> [DATA RECORDS]
+-------+

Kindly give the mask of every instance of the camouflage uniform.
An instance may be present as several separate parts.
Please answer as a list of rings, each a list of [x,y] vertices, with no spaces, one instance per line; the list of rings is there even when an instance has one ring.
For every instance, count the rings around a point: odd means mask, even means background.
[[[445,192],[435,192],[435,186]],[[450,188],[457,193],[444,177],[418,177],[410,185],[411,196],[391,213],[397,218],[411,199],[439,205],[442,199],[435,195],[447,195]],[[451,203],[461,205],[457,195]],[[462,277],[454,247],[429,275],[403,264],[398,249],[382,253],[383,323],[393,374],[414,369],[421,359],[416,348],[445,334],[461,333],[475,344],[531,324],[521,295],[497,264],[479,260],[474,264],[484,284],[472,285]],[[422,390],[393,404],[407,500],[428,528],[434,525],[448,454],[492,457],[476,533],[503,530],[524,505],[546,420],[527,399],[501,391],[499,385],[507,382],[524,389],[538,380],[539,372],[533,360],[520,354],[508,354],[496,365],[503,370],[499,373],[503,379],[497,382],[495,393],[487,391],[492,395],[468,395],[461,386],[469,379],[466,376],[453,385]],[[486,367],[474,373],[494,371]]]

+-------+

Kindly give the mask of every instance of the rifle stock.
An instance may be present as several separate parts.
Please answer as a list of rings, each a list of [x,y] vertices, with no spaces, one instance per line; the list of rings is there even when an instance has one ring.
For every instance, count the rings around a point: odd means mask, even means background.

+-------+

> [WORK ORDER]
Go through the records above and copy each line where "Kindly" is found.

> [EXPECTED ANSWER]
Kindly give the mask of every instance of the camouflage uniform.
Kindly give the mask of every instance of the rifle stock.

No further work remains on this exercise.